● SOURCE EXTRACT
● ● ●
Perhaps somewhat paradoxically, it is for these precise reasons that Macron justified pushing the membership bids of North Macedonia and Albania into the future, arguing that the decision structure of the EU and its accession process needs to be overhauled in order to continue further expansion of the European project.
Likening the EU to a house, Macron talked about the UKs difficulties leaving this “house” and the lack of financial commitment from some of its other members, mainly Germany, The Netherlands and Sweden as issues that needed to be dealt with before further expansion could begin. In a short paper issued by the French a proposed plan for future membership negotiations with the North Macedonians and Albanians were laid out. Within the paper there are specific weight on the need for economic, social and judicial reform being more concretely enforced and incentivised than currently. Under the French plan, in order for the countries to eventually be accepted as members of the EU, they would need to follow a stricter line of reform in order to bring their countries into line with EU standards in these three main areas. As a whole, the French want guarantees against letting another potential Greece join the union in economic terms. As well as guard against future potential backsliding in political and judicial freedoms once membership is achieved, such as potential Hungary and Poland.
● ● ●
● RECORDS SHOWN
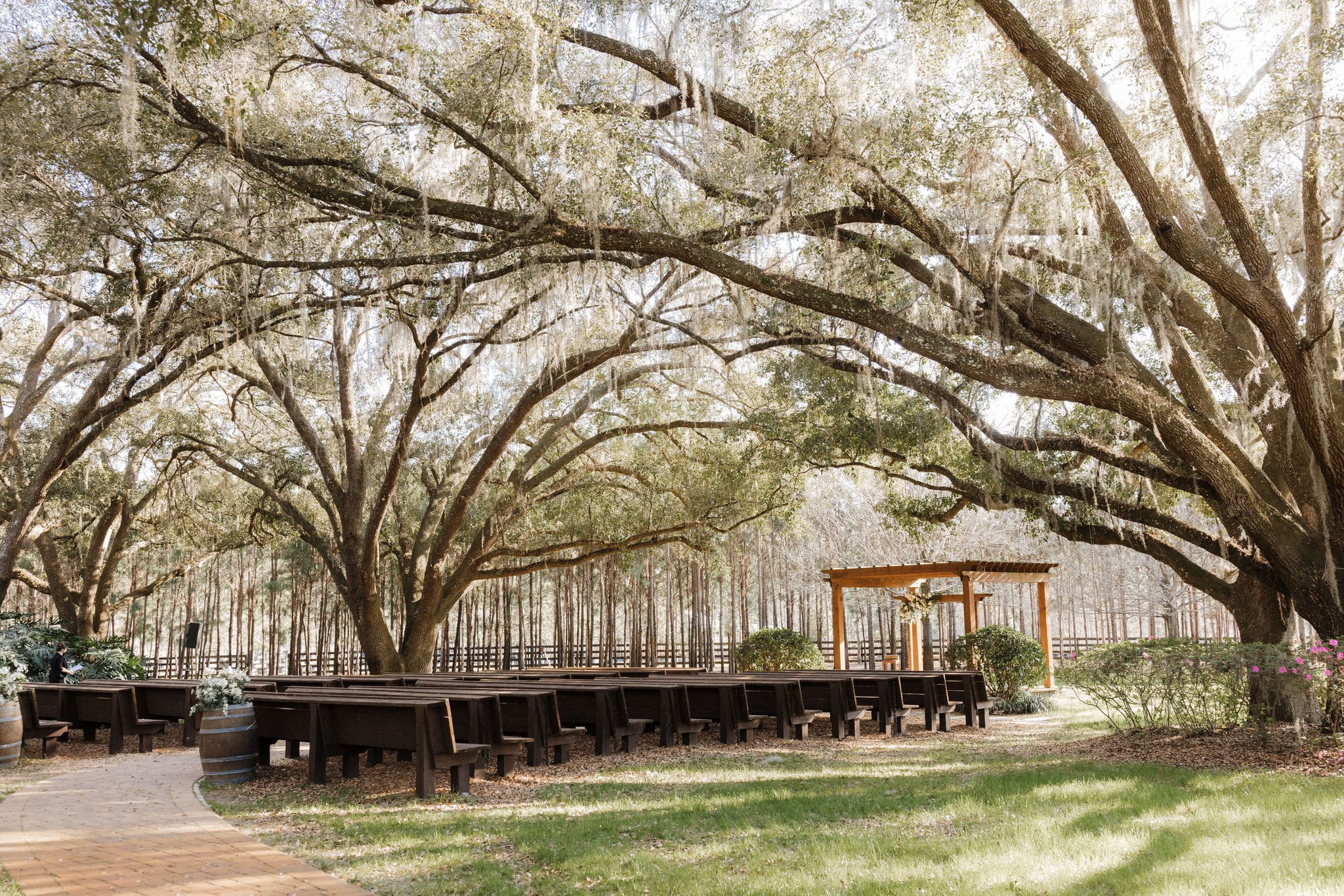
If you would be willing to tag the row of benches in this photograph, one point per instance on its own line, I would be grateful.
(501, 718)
● ● ●
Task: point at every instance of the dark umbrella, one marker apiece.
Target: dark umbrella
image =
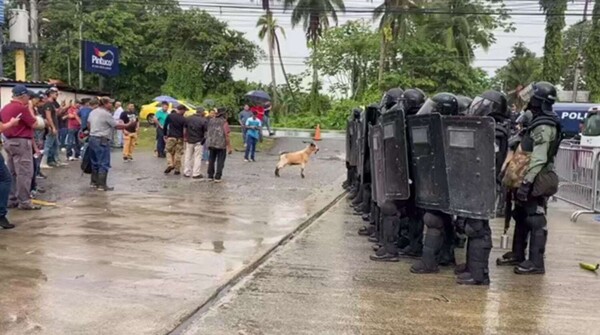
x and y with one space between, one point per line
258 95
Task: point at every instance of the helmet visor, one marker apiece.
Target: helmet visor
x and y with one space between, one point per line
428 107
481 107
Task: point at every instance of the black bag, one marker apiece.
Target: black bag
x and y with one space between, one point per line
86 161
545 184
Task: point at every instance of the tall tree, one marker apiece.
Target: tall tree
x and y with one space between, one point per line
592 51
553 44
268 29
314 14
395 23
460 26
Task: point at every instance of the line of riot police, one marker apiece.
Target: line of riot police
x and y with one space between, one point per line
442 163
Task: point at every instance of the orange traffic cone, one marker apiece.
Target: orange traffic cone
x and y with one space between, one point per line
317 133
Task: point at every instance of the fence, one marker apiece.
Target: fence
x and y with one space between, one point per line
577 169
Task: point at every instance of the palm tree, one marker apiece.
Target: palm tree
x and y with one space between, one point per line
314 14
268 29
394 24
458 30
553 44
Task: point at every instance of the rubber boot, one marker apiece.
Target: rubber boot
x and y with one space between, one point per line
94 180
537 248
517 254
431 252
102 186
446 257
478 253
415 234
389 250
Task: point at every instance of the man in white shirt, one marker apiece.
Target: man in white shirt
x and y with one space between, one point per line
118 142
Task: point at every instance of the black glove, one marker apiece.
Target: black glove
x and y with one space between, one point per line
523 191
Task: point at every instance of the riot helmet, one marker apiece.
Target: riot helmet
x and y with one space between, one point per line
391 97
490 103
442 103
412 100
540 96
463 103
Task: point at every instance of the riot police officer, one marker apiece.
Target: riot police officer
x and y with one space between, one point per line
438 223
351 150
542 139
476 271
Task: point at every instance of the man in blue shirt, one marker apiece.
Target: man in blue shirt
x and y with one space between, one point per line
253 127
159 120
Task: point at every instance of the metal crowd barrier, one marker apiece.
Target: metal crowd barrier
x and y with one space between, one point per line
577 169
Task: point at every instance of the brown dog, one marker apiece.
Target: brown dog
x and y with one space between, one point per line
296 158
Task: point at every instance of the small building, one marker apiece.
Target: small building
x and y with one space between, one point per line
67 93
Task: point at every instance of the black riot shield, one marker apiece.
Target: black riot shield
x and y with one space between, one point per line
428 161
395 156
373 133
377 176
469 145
● ● ●
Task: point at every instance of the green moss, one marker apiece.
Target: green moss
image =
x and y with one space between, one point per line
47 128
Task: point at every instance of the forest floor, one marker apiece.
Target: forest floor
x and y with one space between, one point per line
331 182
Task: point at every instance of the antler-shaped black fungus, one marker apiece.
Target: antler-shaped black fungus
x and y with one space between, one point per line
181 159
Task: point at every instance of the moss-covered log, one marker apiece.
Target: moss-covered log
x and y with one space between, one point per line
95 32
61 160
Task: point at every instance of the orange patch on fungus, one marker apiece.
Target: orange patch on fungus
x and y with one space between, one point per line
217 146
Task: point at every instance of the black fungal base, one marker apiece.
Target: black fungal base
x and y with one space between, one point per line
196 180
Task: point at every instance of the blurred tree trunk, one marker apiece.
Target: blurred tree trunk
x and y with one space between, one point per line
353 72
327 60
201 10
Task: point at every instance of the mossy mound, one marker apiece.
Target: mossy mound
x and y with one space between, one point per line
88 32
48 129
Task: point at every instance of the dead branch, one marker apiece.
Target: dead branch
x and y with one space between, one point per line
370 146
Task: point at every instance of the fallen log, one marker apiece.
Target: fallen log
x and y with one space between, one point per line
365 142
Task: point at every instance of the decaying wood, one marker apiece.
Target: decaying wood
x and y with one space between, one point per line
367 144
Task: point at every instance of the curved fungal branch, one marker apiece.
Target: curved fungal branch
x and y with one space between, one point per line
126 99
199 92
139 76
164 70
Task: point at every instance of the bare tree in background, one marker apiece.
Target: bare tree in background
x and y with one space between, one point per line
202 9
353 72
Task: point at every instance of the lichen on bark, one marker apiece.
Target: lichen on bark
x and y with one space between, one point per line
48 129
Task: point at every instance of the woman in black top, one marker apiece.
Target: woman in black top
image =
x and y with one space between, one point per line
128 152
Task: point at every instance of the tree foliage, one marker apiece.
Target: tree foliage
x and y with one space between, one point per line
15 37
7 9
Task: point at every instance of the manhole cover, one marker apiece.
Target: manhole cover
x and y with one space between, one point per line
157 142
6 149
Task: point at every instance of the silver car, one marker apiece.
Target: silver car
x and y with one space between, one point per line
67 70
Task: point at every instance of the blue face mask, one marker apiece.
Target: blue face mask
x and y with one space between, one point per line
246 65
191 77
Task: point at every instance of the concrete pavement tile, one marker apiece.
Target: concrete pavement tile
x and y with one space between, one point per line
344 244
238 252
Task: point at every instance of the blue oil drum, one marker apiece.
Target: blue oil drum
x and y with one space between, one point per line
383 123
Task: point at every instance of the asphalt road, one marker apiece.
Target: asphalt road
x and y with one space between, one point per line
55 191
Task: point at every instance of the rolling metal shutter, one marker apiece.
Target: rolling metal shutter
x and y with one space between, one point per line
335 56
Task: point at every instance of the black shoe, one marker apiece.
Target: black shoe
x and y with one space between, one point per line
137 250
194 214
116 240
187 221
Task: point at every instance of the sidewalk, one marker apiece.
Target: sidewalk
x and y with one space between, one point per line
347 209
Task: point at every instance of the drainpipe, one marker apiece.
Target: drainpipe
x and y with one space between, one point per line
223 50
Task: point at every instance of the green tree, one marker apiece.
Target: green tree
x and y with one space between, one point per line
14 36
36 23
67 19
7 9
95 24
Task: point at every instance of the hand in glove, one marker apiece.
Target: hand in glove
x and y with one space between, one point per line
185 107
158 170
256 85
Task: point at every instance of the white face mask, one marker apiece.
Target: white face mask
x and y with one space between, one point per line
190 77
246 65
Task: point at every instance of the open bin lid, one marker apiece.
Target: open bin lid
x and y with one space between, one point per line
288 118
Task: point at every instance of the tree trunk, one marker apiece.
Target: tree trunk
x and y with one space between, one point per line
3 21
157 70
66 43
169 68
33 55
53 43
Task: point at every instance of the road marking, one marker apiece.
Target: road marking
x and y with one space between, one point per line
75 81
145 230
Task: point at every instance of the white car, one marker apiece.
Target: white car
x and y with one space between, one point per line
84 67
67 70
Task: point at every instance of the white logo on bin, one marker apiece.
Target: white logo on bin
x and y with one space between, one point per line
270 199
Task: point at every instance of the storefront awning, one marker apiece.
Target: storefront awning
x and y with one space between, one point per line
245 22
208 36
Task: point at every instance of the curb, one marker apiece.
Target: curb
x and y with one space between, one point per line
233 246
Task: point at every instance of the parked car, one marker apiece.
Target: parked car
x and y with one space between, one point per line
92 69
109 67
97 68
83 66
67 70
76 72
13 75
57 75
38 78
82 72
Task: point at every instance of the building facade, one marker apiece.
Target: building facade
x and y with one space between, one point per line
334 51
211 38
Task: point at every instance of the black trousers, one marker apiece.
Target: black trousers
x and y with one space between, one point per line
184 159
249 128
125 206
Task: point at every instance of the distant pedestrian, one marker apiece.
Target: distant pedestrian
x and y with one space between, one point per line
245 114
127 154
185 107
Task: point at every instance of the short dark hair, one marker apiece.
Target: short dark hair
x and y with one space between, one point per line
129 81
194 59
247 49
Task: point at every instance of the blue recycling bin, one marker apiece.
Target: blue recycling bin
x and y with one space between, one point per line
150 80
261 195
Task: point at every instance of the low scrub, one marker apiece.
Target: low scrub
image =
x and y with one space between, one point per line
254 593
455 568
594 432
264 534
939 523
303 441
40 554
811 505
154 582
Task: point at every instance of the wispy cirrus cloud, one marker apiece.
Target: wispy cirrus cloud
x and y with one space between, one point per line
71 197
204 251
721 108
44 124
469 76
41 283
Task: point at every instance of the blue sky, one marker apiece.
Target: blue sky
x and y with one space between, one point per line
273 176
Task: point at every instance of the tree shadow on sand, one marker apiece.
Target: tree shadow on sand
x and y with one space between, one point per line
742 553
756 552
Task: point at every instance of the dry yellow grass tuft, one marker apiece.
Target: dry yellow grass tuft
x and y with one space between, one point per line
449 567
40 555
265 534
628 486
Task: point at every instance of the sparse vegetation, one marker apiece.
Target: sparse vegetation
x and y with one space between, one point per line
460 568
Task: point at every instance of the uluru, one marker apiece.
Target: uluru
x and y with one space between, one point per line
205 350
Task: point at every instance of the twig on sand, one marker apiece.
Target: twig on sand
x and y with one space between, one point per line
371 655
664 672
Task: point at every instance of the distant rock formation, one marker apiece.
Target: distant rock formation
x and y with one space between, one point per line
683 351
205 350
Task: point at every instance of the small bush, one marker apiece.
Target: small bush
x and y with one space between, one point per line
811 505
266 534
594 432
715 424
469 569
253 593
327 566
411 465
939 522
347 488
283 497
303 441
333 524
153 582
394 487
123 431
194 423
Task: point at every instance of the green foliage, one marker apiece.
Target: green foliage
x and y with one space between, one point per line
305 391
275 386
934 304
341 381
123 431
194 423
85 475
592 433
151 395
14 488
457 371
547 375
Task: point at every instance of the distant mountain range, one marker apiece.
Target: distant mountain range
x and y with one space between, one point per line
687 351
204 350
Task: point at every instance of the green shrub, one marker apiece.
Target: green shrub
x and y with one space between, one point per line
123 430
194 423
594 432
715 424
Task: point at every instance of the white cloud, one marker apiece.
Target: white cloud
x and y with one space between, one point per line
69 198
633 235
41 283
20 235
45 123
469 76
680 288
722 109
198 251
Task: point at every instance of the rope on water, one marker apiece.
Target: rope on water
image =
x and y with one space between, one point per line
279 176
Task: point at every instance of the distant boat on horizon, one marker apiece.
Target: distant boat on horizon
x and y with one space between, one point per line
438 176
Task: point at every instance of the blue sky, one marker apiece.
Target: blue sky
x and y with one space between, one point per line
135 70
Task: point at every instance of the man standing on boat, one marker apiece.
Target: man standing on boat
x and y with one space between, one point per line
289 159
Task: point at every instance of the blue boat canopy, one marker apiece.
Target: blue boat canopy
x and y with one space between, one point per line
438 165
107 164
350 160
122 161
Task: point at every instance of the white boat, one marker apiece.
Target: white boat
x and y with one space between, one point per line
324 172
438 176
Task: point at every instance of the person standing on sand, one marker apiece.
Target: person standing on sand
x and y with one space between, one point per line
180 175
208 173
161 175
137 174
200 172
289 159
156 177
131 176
● ● ●
● EXERCISE GOAL
Continue the passage on Macron's position on EU membership for North Macedonia and Albania, picking up after its final sentence.

● EXERCISE OUTPUT
The EU thus has a choice to make going forward. Will the EU, as was done with many former eastern bloc nations, allow these Balkan countries into the union even if they’re not yet quite up to EU-code,on the hopes that membership will allow for economic growth and financial stability and as a result of this increased rule of law and a convergence with European social and political values? This runs the inevitable risk of deepening the existing divides within the union, as one of the main forces driving Brexit was the British wanting to limit the amount of labour immigration coming from poorer European nations. Furthermore, in the event of another economic crisis hitting the world economy, the western Balkan countries would likely be among the most exposed in Europe with its underdeveloped financial systems and high public debt. At a time when some of the biggest net monetary contributors to the union, namely Germany, has expressed hesitation about the level of future financial commitment to the shared budget.
Or does the EU focus on strengthening the ties between the existing members of the union and risk looking unreliable on the world stage for breaking its promise to North Macedonia and Albania? . Not only that, but also run the risk that these countries instead turn to China and Russia for economic and political support as an alternative. In other words, risk that the western Balkans go the way of Turkey.
Once a promising candidate for membership into the union. The country began shifting in a strong man/ authoritarian direction following years of delay and backtracking on the part of the EU and is now seeking closer ties with Russia. While, at the same time, leaving the economy on shaky footing and threatens to drag the European economy down with it, should it fail. No doubt these are interesting times for the decision makers in Brussels and Paris.